• What to work on
In the description of the OBFCM Data Quality Checker below, which compressed file formats does the loading step handle automatically?

• Excerpt provided
* * * * * * * * *
How It Works
The OBFCM Data Quality Checker performs a comprehensive 7-step validation process to ensure data integrity. Each step targets specific quality issues, from basic data completeness to sophisticated pattern detection that identifies potential data fabrication. The tool generates detailed reports with visualizations and statistical summaries to help you understand and address data quality issues.
The 7-Step Validation Process
- Data Loading & Schema Adaptation: Automatically handles compressed files (ZIP, 7Z), maps column names to standard format, and adapts to schema changes with clear notifications.
- Basic Quality Checks: Identifies missing values (NA), zero values, constant columns, and low cardinality columns that may indicate data collection issues.
- Domain Range Validation: Validates values against physical and domain constraints (e.g., EDS 0-100%, Electric range ≤140 km, TA_CO₂ ≤101 g/km for PHEVs).
- Pattern Detection: Detects suspicious patterns including round numbers, repetitive sequences, Benford's Law violations, and manufacturer-specific anomalies that may indicate data fabrication.
- Paper A Validation Steps: Applies all 8 validation steps from the Paper A methodology: CS Invalid, Missing RW_EC, Missing OEM/Model, RW_EC Zero Reporting, VFN Issues, Physics CO₂/FC, Mileage/FC Inconsistency, and EDS/Energy Violations.
* * * * * * * * *
• Given material
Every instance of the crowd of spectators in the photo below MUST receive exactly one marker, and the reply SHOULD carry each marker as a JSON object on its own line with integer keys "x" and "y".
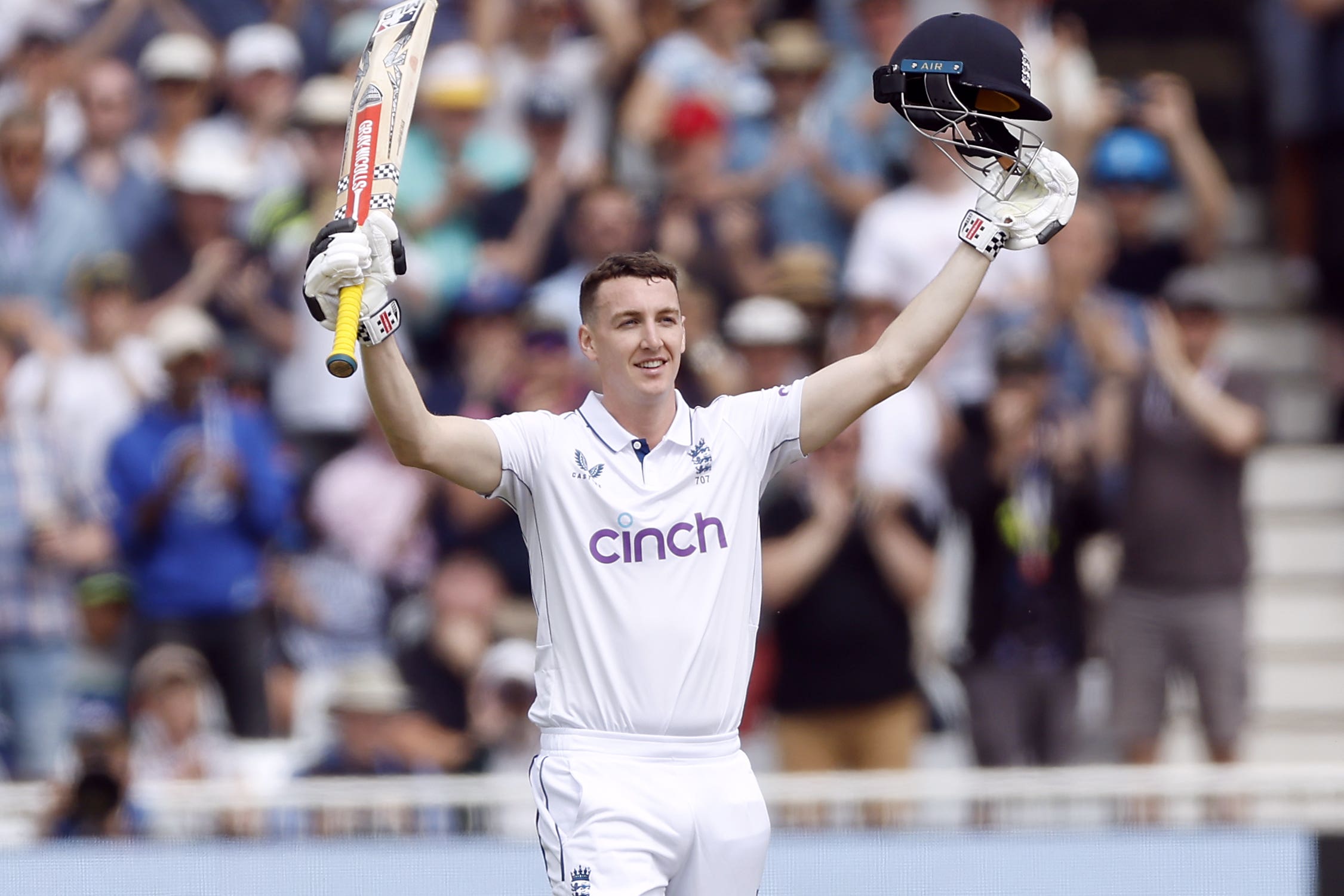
* * * * * * * * *
• Result of the exercise
ZIP and 7Z files.